[本文]
- - -

学位論文要旨



No 214962
著者(漢字) 小野,豪
著者(英字)
著者(カナ) オノ,ゴウ
標題(和) アミド部位を有するTTF誘導体を用いた水素結合性分子錯体の構造と物性
標題(洋)
報告番号 214962
報告番号 乙14962
学位授与日 2001.03.01
学位種別 論文博士
学位種類 博士(学術)
学位記番号 第14962号
研究科
専攻
論文審査委員 主査: 東京大学 教授 小林,啓二
 東京大学 教授 菅原,正
 東京大学 助教授 阿波賀,邦夫
 東京大学 助教授 村田,滋
 東京大学 助教授 松下,信之
内容要旨 要旨を表示する

 近年、新規材料の創出という観点から、有機分子の集合体である分子結晶に、本来有機物質とは無縁と思われていた、電導性・磁性といった物性を付与させる研究が活発に行われている。有機分子性結晶が、この様な機能性を示すためには、その構成要素である有機分子が、結晶内で機能発現に適した形態で配列されている必要がある。従って、機能性分子結晶の創出においては、分子配列の制御を目的とした、いわゆる「結晶工学」的手法が不可欠である。

 一方、有機分子の自己集合化については、超分子化学と呼ばれる分野が急速に進展した。そこでは、ホスト-ゲスト化合物、クラスター、包接化合物など有機分子の集合体に着目し、その構造形成機構や構造・機能相関について詳細な考察が行われている。有機分子結晶に階層性を持ち込み、より高次の機能を実現していくには、このような超分子化学の成果を参考としつつ、有機分子間に働く様々な分子間相互作用を自在に操る方法論を確立することが、重要であろう。

- - -

[データセット項目]
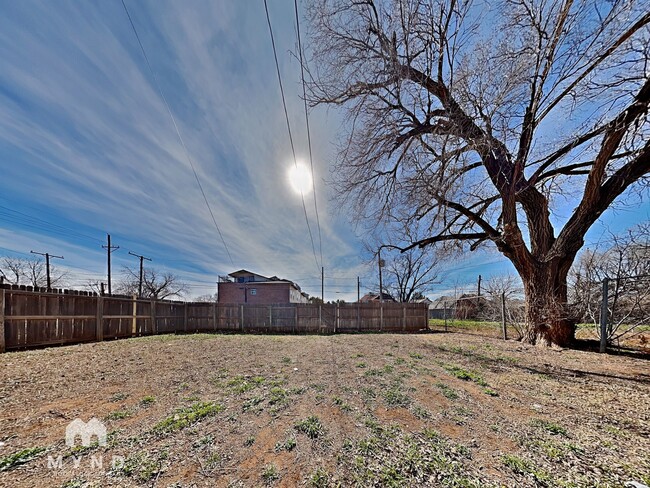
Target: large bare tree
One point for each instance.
(155, 284)
(483, 120)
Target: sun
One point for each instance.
(300, 178)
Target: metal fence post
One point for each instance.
(338, 316)
(3, 345)
(603, 317)
(296, 323)
(503, 316)
(152, 311)
(134, 317)
(99, 324)
(444, 304)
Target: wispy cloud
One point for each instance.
(87, 134)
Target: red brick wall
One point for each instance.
(266, 293)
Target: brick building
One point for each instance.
(246, 287)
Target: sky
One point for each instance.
(87, 147)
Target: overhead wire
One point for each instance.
(311, 159)
(286, 115)
(171, 115)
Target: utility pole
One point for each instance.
(47, 265)
(109, 250)
(142, 258)
(358, 290)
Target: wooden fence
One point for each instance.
(30, 318)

- - -

[指示] 本文の「一方、有機分子の自己集合化については」で始まる段落を、主な事実を保ったまま箇条書きで簡潔にまとめてもらえますか。

[完全な解答]
- 有機分子の自己集合化については、超分子化学という分野が急速に進展した。
- 超分子化学では、ホスト-ゲスト化合物、クラスター、包接化合物などの有機分子の集合体に着目し、その構造形成機構や構造・機能相関が詳しく考察されている。
- 有機分子結晶に階層性を持ち込み、より高次の機能を実現するには、超分子化学の成果を参考にしつつ、有機分子間に働く様々な分子間相互作用を自在に操る方法論を確立することが重要だと考えられる。